ASSIGNMENT:
When the line containing "like [249, 466]." appears in the entries below, begin printing there and stop after the line containing "Target: front side window"; print each of those lines exactly and no other line.

PROVIDED INFORMATION Block Start

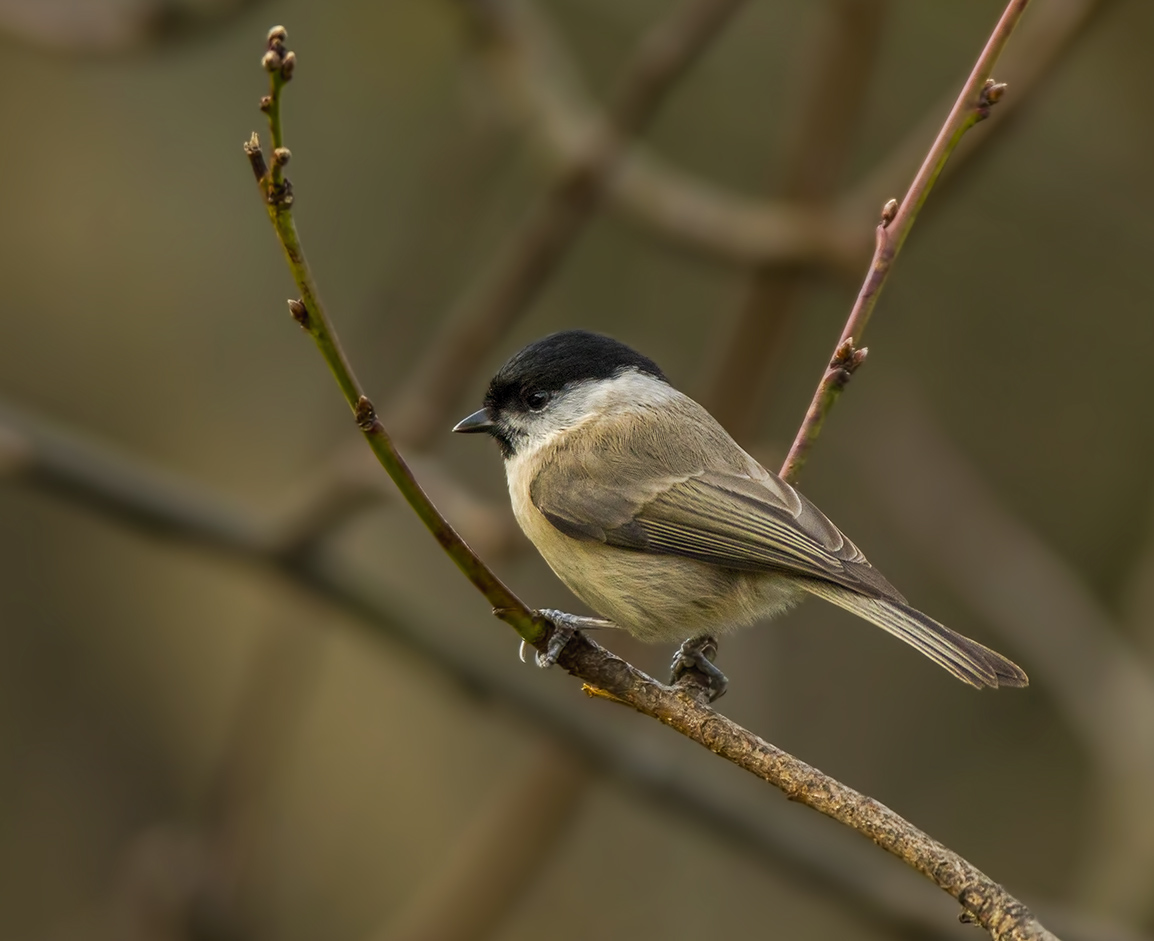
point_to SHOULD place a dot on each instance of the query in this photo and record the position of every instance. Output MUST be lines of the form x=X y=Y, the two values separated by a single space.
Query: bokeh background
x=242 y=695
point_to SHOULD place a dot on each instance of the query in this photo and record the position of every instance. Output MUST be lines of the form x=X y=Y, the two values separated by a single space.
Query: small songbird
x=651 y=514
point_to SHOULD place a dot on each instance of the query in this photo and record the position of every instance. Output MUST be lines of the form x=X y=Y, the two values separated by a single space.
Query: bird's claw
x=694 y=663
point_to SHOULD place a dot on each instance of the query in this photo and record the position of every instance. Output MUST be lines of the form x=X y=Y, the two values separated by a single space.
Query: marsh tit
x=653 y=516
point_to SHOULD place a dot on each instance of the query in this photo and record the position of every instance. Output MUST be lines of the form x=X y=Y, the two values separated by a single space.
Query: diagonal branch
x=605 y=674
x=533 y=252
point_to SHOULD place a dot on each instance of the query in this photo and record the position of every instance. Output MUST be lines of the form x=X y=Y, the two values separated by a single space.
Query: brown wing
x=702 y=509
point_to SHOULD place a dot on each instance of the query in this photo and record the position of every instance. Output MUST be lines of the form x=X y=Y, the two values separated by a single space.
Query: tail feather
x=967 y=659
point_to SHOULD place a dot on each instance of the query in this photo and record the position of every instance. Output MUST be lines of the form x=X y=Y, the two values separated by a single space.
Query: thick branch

PROVIDED INFORMATION Block End
PROVIDED INFORMATION Block Start

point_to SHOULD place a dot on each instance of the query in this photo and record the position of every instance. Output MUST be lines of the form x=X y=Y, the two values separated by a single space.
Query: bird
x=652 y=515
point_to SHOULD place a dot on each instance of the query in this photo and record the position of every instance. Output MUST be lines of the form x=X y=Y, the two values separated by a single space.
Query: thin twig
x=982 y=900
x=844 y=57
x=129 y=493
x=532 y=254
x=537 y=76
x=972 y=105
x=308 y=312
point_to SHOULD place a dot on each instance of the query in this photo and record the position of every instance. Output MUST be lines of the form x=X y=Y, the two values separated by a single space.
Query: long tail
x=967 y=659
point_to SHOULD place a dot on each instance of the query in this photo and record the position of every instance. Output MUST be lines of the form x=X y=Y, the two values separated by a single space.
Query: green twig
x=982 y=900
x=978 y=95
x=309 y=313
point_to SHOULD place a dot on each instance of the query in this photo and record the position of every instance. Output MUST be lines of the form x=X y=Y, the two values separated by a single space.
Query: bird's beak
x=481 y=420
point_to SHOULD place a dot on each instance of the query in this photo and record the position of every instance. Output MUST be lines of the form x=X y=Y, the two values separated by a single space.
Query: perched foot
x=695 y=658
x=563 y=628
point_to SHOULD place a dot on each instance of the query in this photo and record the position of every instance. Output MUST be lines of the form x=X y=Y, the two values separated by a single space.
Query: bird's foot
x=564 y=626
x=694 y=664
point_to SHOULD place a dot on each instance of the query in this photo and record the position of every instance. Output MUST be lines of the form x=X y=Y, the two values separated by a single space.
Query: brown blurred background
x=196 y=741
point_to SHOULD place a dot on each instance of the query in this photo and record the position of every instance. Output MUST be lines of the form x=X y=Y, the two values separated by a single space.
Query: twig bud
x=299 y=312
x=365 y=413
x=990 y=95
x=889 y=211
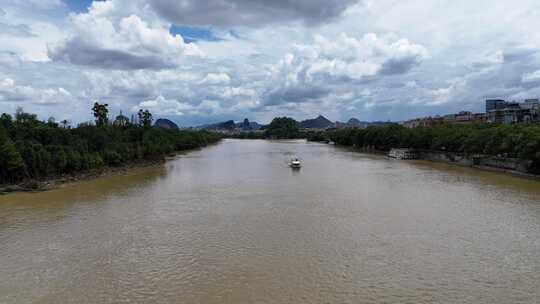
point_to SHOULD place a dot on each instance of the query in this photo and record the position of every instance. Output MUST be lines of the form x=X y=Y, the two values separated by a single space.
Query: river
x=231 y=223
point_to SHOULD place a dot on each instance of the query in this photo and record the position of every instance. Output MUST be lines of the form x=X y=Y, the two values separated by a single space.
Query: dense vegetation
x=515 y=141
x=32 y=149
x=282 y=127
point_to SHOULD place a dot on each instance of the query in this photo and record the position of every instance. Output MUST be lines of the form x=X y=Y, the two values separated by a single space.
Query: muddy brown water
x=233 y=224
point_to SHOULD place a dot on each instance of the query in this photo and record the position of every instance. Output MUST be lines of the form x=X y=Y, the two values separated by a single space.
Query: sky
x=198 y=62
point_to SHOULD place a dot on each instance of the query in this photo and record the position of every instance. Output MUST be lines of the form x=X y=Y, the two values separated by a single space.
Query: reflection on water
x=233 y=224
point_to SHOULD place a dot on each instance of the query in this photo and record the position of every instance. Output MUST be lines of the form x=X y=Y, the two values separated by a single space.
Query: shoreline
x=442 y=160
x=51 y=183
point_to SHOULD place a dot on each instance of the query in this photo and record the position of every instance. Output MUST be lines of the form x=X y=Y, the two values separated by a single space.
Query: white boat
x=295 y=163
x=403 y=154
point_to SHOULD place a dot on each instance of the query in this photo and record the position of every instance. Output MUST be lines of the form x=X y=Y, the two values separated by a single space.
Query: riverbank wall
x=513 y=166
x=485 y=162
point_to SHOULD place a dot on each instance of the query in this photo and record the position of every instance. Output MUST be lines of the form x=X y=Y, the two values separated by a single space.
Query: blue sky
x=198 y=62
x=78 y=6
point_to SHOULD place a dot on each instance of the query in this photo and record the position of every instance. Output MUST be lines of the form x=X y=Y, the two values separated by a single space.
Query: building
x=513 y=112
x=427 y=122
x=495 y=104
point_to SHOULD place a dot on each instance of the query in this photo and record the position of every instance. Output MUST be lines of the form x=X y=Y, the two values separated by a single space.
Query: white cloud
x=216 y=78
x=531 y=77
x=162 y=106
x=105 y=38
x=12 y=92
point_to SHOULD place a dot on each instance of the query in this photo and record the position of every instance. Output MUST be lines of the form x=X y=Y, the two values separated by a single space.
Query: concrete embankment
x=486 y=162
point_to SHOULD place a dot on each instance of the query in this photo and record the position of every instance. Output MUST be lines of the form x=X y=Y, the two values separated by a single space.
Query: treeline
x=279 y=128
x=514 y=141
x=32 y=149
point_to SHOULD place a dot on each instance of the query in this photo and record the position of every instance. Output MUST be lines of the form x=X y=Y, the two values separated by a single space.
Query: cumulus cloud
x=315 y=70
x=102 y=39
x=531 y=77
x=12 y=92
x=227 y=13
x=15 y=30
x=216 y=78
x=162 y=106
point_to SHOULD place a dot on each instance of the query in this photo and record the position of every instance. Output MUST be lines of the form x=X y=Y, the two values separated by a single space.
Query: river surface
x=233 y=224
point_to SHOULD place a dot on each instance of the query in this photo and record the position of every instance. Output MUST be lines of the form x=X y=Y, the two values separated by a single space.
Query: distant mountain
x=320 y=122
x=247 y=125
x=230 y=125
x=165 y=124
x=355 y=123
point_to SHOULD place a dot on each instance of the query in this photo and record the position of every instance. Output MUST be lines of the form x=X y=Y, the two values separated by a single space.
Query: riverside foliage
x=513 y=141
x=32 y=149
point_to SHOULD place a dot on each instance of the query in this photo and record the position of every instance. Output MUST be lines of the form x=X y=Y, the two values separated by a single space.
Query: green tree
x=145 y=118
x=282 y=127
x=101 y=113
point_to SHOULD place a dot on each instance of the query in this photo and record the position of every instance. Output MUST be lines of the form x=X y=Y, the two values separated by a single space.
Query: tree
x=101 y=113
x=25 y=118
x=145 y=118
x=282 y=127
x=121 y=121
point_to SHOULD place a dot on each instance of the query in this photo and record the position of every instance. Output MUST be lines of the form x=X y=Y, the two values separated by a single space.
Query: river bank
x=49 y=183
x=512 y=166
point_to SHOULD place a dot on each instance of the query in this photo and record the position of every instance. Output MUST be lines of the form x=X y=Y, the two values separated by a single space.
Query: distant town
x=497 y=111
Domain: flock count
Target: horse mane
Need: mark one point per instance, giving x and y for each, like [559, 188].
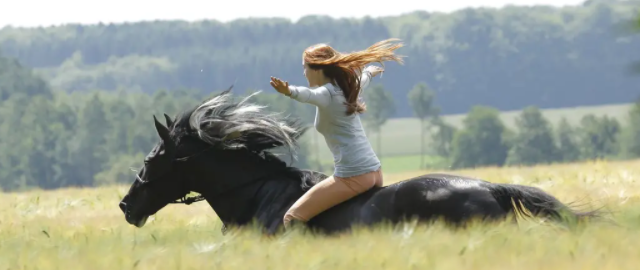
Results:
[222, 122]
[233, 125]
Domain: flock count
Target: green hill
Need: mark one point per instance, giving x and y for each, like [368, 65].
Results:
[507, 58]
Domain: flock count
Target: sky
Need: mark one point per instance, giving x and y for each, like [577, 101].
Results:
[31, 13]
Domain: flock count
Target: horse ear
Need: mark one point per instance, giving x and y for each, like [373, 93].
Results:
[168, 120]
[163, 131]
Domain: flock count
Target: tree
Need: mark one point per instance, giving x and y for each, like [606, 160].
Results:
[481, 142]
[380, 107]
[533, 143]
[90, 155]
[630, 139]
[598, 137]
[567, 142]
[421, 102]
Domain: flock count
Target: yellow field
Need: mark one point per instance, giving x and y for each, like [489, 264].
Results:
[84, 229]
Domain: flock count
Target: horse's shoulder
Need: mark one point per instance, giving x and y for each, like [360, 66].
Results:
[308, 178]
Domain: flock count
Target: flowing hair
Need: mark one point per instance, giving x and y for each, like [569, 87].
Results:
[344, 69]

PROVIDED INFORMATION Block End
PROVIDED INFORMATION Block Start

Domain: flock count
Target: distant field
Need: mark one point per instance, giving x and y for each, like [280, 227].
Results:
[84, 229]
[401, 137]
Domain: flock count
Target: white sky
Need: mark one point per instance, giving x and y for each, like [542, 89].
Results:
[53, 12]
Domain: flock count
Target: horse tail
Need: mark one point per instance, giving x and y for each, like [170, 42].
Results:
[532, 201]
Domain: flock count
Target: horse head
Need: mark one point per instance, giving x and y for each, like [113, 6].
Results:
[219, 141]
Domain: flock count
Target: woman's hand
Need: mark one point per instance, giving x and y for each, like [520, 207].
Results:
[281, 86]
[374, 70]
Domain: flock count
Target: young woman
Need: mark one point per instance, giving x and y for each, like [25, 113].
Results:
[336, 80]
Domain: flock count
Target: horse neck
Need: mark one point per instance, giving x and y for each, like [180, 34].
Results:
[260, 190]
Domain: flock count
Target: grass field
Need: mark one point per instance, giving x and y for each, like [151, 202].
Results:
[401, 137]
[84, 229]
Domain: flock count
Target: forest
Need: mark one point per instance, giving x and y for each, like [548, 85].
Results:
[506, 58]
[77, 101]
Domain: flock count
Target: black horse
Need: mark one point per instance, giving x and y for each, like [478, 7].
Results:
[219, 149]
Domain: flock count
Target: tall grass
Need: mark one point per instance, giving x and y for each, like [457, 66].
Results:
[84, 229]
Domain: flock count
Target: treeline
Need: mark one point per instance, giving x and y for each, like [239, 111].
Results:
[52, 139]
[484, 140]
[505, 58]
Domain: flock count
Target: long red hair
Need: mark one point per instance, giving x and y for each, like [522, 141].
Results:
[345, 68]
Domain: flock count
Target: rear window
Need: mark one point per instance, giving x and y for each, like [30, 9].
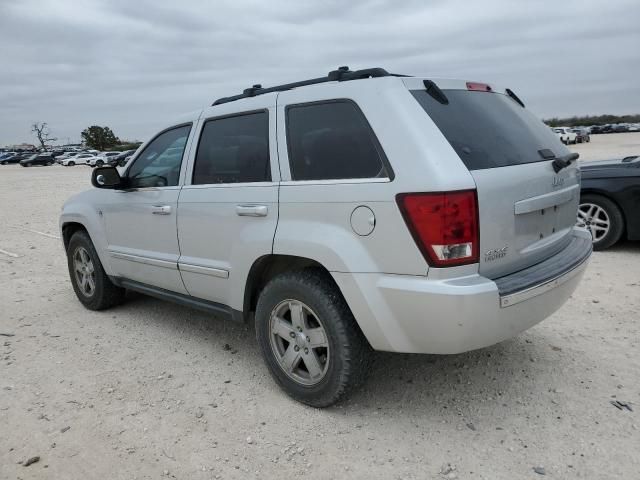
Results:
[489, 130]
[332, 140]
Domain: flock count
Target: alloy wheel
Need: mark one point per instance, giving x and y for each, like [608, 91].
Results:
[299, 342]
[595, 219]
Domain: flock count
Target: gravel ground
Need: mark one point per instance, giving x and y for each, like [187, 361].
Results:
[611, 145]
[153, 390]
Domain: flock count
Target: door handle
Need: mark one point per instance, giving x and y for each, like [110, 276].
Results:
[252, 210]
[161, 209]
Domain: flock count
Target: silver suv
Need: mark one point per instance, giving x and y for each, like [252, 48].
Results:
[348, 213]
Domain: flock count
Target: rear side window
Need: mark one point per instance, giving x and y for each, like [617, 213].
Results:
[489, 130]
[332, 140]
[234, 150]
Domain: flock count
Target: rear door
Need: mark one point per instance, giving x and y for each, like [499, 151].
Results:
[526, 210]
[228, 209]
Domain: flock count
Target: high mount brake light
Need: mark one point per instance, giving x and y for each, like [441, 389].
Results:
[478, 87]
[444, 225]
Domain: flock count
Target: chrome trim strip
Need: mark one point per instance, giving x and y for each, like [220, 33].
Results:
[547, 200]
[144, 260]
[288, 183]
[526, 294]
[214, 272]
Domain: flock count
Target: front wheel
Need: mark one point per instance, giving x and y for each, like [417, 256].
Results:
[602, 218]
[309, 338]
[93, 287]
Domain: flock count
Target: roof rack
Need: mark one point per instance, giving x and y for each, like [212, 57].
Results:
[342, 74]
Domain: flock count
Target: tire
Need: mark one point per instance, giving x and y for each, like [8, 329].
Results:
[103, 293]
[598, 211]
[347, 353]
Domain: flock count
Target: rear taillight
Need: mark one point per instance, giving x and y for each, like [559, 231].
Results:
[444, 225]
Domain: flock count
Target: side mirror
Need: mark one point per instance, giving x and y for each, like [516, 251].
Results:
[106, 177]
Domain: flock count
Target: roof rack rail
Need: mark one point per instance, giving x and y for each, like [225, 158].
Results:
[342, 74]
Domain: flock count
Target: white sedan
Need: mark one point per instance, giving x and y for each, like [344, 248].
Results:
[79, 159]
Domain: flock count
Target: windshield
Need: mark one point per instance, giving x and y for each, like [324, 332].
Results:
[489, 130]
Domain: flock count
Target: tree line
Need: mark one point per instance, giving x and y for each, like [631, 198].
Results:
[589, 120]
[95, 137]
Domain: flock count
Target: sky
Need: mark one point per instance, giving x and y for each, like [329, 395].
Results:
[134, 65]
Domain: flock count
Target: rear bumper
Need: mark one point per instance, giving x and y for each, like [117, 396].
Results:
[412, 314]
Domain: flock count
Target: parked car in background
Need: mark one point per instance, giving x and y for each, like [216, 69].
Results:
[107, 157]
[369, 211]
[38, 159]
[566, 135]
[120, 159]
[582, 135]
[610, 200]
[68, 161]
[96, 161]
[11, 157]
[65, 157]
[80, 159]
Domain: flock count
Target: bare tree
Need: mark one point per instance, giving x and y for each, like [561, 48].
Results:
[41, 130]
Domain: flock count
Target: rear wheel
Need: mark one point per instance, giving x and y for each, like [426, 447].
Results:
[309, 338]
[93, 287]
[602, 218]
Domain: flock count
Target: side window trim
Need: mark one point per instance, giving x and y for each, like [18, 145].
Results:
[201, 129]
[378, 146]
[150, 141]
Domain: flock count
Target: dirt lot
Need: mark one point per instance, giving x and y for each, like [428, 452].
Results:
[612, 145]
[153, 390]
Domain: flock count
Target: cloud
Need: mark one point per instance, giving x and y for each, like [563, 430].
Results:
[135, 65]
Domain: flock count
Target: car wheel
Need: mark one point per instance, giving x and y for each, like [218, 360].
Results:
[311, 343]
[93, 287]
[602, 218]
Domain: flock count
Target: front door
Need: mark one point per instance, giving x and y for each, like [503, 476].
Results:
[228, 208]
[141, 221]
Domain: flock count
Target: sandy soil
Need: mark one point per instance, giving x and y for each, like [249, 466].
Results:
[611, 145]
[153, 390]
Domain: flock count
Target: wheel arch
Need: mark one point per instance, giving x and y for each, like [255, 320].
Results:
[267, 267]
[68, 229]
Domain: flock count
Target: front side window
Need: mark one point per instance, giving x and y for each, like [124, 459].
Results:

PROVIDED INFORMATION Block End

YOUR SOLUTION:
Need: mark one point per instance, giving x and y for each, like [249, 466].
Results:
[611, 145]
[153, 390]
Domain: flock count
Target: wheel arch
Need: mark one point per instance, giving x and y for each, like [255, 320].
Results:
[267, 267]
[68, 229]
Domain: flock count
Target: front side window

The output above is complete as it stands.